Monday, August 30, 2010

Commentary on Proposed Maryland State Board of Education Regulations on Teacher Evaluation

[NOTE: The following testimony was submitted by MCEA to the State Board of Education.]

While we appreciate that the intent of these regulations is to improve student achievement and teacher performance in Maryland, we have concerns that we hope you will consider prior to enacting these regulations. The most important one has not, we believe, even been realized by those who drafted these regulations.

Currently, students take the HSA and MSA tests in seven of their 13 years in public schools in Maryland. These tests are administered over the course of seven days. Most students are engaged in taking the test for a half day on four of those seven days. The proposed regulations would double the amount of state testing to which students are subjected to include every grade level in elementary school. At the secondary level, the regulations would more than quadruple the amount of state testing for students in a traditional seven period day from six in middle school and four in high school to twenty one in middle school and twenty eight in high school. Although the increase in testing envisioned in these regulations is not spelled out specifically, the intent is there. The regulations call for teachers’ evaluations to include a student growth component every year. The regulations make clear that the HSA and MSA test results will be used for the teachers who teach those grades and subject areas. In order for the evaluation system to be fair, equivalent tests will have to be developed and implemented in all grades and subjects not included in the HSA and MSA tests- otherwise the evaluation system for one set of teachers will be vastly different from the rest. Such an evaluation system would be untenable. Does the state Board of Education truly believe that students would benefit from an increase in testing of this scope and magnitude? Is the State Board prepared to explain this increase to parents and students? The increase is even more astounding given the fact that students do not directly benefit from the results of the HSA and MSA tests. The results are received by schools after the year has concluded and the students have moved onto the next grade. Is it conceivable that increasing testing in this way would result in anything other than even more lag time between the administration of the tests and the results being returned to schools and students?
    
Also at issue is the loss of instructional time that would result from such an increase in testing. Teachers, parents, and students have been alarmed by time already lost to test preparation and administration under the current regime of tests mandated by NCLB. Tests cannot and should not replace active learning time engaged with one’s peers under the guidance of a highly skilled teacher. There is a significant risk of demoralizing those students who these regulations ostensibly seek to benefit the most- poor and highly mobile students. These students already perform below their peers on such tests- an increase in the number of these tests would lead to greater disengagement from school at a time when we are focused on reducing dropout rates and when earning a high school diploma is even more critical to a child’s future.

**Short problem**
Please answer these questions from the testimony on teacher evaluation:
1. In how many of their 13 years in Maryland public schools do students currently take the HSA and MSA tests?
2. Under the proposed regulations, how many state tests would high school students in a traditional seven period day take?
3. Which students does the testimony say are at significant risk of being demoralized?

Data records
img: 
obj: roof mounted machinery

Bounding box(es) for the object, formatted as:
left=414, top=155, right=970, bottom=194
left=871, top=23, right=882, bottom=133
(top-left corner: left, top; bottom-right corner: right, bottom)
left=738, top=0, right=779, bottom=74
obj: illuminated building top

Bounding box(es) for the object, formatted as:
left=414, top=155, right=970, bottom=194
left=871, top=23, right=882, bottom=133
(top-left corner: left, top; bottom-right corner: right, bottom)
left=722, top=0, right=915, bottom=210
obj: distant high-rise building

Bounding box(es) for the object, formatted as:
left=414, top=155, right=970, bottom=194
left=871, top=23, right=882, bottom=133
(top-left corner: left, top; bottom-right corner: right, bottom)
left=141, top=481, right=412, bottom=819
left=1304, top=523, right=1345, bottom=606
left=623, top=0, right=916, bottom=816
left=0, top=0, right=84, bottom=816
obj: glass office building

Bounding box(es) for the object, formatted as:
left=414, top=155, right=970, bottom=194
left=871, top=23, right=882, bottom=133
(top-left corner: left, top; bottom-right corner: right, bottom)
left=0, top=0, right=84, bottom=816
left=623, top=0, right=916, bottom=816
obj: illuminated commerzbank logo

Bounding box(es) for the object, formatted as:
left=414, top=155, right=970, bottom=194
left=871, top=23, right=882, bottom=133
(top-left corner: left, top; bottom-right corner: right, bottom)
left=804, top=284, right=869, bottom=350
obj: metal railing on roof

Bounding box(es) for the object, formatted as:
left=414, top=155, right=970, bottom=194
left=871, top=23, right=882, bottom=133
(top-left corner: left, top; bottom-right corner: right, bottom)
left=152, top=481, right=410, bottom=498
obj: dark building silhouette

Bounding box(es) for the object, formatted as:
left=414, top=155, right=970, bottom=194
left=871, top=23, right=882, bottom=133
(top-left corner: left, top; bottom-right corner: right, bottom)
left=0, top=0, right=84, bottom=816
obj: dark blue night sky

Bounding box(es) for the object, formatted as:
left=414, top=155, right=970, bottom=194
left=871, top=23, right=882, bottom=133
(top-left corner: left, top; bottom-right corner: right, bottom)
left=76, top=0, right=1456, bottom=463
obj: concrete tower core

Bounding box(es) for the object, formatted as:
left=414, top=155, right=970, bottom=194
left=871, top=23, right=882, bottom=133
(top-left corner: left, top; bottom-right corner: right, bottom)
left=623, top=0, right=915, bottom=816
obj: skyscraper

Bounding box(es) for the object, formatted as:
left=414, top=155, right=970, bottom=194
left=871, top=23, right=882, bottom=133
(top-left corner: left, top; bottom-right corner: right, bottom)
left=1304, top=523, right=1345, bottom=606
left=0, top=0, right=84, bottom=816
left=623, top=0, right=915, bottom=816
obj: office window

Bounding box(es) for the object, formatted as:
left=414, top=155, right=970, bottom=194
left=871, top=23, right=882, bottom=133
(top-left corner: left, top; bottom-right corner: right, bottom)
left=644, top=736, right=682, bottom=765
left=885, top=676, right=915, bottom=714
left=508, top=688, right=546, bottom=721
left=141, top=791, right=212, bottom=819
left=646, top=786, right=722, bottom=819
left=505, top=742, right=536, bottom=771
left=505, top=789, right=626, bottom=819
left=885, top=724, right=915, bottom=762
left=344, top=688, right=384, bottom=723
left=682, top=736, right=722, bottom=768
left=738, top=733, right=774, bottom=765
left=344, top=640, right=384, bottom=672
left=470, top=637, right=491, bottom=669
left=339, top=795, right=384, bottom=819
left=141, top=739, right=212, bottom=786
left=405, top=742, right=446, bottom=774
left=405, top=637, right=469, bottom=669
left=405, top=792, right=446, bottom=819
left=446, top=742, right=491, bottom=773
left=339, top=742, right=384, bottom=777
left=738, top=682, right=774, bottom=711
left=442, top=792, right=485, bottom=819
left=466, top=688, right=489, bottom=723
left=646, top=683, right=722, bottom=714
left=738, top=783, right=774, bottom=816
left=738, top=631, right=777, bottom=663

**Answer to this task**
1. Seven.
2. Twenty eight, up from four.
3. Poor and highly mobile students.